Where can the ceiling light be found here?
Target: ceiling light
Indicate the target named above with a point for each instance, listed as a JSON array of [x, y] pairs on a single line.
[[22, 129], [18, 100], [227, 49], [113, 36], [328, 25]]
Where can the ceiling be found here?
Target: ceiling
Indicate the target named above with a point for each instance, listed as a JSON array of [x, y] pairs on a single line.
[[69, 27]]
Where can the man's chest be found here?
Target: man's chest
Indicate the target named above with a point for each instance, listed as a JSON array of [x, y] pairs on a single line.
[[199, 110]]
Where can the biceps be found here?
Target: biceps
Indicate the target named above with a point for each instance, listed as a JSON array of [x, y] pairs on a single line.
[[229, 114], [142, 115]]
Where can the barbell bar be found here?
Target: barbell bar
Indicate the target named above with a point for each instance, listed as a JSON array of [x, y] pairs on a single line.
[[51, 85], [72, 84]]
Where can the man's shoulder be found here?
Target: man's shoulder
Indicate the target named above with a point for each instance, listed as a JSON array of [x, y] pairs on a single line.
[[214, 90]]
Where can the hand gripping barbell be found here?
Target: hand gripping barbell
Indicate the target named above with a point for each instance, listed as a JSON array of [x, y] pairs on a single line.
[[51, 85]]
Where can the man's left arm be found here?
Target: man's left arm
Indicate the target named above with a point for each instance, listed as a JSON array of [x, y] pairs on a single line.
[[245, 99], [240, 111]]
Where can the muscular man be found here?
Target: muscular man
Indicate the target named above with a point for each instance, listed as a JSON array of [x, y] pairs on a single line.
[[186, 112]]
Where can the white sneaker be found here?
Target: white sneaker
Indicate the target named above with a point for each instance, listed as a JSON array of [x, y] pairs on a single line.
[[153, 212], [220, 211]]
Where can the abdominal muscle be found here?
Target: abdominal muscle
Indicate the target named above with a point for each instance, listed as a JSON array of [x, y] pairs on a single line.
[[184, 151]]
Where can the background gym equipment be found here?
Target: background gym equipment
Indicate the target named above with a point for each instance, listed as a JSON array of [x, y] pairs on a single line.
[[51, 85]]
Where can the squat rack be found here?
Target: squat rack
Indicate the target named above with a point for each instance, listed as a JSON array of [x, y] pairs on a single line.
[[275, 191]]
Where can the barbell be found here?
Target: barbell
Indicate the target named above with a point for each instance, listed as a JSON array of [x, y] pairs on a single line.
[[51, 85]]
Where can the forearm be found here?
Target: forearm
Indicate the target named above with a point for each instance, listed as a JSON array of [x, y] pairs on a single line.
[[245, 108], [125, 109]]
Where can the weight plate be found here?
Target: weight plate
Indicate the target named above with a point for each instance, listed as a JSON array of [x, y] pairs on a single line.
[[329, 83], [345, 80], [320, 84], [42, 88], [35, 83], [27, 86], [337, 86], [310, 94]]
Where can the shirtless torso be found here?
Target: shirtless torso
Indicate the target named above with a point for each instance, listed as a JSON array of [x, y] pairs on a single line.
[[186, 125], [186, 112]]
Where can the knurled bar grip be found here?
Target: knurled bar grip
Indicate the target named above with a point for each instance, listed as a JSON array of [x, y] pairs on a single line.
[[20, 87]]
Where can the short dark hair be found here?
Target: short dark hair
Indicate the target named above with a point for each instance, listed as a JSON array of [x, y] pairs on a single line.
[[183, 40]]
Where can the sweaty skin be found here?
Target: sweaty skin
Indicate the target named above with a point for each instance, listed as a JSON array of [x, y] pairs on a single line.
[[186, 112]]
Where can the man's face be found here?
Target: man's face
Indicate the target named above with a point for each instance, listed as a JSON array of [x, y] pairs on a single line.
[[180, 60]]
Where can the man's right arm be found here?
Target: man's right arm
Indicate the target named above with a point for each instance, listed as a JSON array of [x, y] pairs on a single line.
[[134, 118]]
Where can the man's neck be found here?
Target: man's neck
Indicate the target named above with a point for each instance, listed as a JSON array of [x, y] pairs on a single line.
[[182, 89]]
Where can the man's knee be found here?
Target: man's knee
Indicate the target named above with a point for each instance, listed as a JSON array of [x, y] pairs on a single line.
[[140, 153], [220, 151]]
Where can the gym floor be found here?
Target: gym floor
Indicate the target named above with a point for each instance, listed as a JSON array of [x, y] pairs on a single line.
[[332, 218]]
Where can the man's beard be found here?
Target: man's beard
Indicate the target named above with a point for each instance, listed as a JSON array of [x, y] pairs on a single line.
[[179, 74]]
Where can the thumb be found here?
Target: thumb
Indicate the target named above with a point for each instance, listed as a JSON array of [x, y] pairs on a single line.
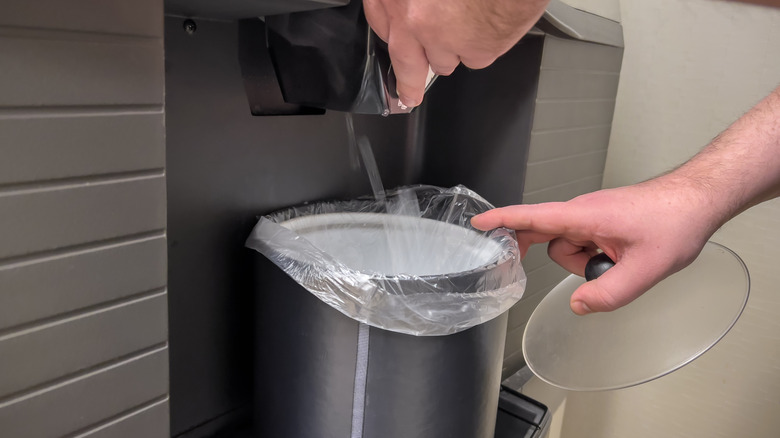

###

▶ _What the exercise asks_
Show every line of the listing above that contains the word "hair", treating uppercase and lowercase as different.

▶ _Task result_
Where can the short dark hair be found here?
Target: short dark hair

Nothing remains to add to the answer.